*** RECORDED DATA ***
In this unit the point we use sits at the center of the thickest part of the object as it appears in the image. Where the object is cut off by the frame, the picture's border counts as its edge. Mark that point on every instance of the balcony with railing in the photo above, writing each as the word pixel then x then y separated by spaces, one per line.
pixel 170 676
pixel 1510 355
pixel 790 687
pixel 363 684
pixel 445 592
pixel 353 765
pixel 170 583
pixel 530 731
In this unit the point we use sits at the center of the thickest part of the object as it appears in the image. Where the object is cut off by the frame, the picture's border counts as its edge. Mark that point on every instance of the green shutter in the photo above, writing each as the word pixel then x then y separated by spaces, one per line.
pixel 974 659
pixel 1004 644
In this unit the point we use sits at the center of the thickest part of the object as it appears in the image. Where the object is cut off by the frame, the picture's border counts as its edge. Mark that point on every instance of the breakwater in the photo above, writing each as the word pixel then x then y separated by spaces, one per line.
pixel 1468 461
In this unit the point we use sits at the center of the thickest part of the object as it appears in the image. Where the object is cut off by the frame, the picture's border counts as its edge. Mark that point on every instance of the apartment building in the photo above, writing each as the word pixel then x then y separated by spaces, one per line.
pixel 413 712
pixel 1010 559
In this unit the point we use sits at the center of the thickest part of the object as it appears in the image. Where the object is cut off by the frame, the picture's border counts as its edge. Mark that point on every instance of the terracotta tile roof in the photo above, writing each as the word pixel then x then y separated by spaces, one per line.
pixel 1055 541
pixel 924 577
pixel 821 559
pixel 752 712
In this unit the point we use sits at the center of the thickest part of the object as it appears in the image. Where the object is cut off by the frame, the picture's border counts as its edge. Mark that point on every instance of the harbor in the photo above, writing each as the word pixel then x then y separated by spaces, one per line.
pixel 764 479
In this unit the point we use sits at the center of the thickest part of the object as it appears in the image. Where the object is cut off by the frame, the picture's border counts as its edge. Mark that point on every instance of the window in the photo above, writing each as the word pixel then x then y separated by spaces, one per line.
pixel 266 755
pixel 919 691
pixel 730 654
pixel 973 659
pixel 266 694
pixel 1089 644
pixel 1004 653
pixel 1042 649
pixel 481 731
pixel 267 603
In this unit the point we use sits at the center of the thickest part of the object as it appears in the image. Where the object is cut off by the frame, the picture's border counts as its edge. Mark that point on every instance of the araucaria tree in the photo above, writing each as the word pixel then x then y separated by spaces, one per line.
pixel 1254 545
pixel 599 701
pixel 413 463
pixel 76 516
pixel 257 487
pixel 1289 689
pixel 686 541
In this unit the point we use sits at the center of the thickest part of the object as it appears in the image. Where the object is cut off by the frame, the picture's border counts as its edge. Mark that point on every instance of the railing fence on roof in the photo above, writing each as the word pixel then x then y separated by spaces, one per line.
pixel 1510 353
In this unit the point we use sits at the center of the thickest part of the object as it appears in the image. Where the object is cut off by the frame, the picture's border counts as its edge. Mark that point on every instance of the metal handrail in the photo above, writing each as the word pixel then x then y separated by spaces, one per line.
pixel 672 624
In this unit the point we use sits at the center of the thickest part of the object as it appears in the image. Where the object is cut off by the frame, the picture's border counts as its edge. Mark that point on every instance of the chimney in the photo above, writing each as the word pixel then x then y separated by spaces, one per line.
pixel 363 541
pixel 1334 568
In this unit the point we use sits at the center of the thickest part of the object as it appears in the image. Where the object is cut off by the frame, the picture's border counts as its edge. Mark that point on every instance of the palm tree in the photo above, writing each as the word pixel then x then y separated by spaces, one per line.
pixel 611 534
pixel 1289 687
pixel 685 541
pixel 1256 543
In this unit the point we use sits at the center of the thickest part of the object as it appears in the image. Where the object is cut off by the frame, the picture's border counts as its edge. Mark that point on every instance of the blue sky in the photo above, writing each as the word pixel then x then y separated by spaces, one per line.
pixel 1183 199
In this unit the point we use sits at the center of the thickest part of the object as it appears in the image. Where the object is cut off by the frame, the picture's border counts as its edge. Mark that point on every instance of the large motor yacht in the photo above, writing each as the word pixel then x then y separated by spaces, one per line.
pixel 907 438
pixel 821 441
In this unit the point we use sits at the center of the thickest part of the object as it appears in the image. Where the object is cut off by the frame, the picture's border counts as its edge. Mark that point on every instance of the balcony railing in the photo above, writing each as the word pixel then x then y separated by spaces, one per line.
***
[EXERCISE INSTRUCTIONS]: Rewrite all the records, substituting "widest part" for each occurrence of "thickest part" and leaving every other word unchanged.

[THE REPLY]:
In this unit the point we use sits at the center of the widest part of the object as it appears in the image. Where the object is cut off by the frame, the picture's border counts as its edge. Mark that point on every instance of the balcony with railing in the photo above, writing each as the word pixel then x then y separated by spaces, one per line.
pixel 170 676
pixel 1510 355
pixel 790 687
pixel 363 684
pixel 445 592
pixel 353 765
pixel 170 583
pixel 530 731
In this unit the point we use sits at the center of the widest part of the object as it appears in the image. Where the object is cut off by the frame, the picture's border counts as its edge. Mark that point on every instance of the green shutter in the photo above, writing each as the word pixel then x then y separated by spaces, one per line.
pixel 974 659
pixel 1004 644
In this unit the point we use sits at the center of the widest part of the object as it appears in the image. Where the object is cut off by the frame, the picture's border counts as its edge. Mark that point on every instance of the breakwater in the photo above, writing each as the word pixel then x then y separated by spaces, one per line.
pixel 1468 461
In this unit the point we use sits at the center of the widest part of the object as it appears in the image. Where the object is cut off by the frame, the picture's border counts as its edge. Mark that point on every instance of the apartment building in the photo above, writing each as the word pixel then x then y separated by spaces, one per line.
pixel 413 712
pixel 1010 559
In this unit the point we use sits at the center of the widest part of the object as it appears in the image. Where the object is cut off by the frame, the picture's border counts as its edge. Mark that point on every instance of the terracotta tile roof in the photo above, writing each as the word pixel then x then y separated by spaces, one per line.
pixel 1055 541
pixel 924 577
pixel 821 559
pixel 752 712
In this unit the point we use sits at the center of the widest part of the object as it appears in the image. Where the object is cut off by the frame, the picture's border counts as its edge. Mark that point on every instance of the harbor in the photo above, writing each as the word pixel then x then y separated by spaces, one per line.
pixel 764 479
In this unit the point we use sits at the center of the widest part of the object as it appears in the image. Where the object is cut off by the frame, the picture's border counts as its edge. Mark that point on every instance of the window in the photo above, writing each as the word pixel then x then y separated by spaces, one per line.
pixel 266 755
pixel 919 691
pixel 730 654
pixel 973 659
pixel 266 694
pixel 1089 644
pixel 1004 653
pixel 1042 649
pixel 481 731
pixel 267 603
In this unit the point we use sits at the center of the widest part of the object as it appears in the image. Where the object is cut off by the frame, the picture's border counts as its edge. Mark that point on every instance of the araucaria tree in the photo above, writing each as the word pixel then x then y separated by spaces, one per line.
pixel 1254 545
pixel 599 701
pixel 413 463
pixel 76 516
pixel 257 487
pixel 1289 689
pixel 686 541
In this unit the point we use sits at the center of the widest part of the object as it appears in the image. Where the object is cut off by the frame, the picture's border counts as its edge. Mark that point on every instance of the railing fence on roof in the photo above, writing each as the word pixel then x then y separated by spaces, one per line.
pixel 1510 353
In this unit the point we use sits at the center of the widest part of the object as it appears in the image. Where the object is cut off by the frame, the picture's border counts as its edge. Mark that point on every instance of the metal handrail in the photo above, writing each as the word pixel then x then y separated by spaces, one per line.
pixel 672 624
In this unit the point we use sits at the center of the widest part of the object as it appears in the image. Where the object is cut off by the frame, the picture's border counts as its edge. Mark that point on every instance of the chimney in the photo above, writing each as the word pixel then x then y separated by spaces, one per line.
pixel 363 541
pixel 1334 568
In this unit the point we use sits at the center of the widest part of the object as it appears in the image. Where the object is cut off by the frame, the picture's border counts as its edge. Mark that point on every instance of the palm tree in the photo above, writing each as the word pixel then x then y separated by spaces, one per line.
pixel 611 534
pixel 1289 687
pixel 685 541
pixel 1256 543
In this unit the point we use sits at the center of the widest part of the object as it appears in the image. Where the object is cut off by the frame, the picture's border counts as its edge. Mark that point on every instance of the blue sky in the photo above, writing each as the word pixel then x then y separated by spaces, one per line.
pixel 1183 199
In this unit the point we use sits at the center of the widest part of the object as it appears in the image. Where the object is cut off by the frame, the picture's border counts as its edge. Mark that point on every instance of the large motor yacht in the photo above, writing each as the word pixel then x then y separated by spaces, one per line.
pixel 907 438
pixel 821 441
In this unit the point we use sits at the center of the widest part of the object as it appears in the image. Where the object is cut off by the frame, the picture's border counts as its edge. Mark that point on every instance of the balcony railing in the photo above, writing each as the word pixel then x then y separated by spaces, one per line.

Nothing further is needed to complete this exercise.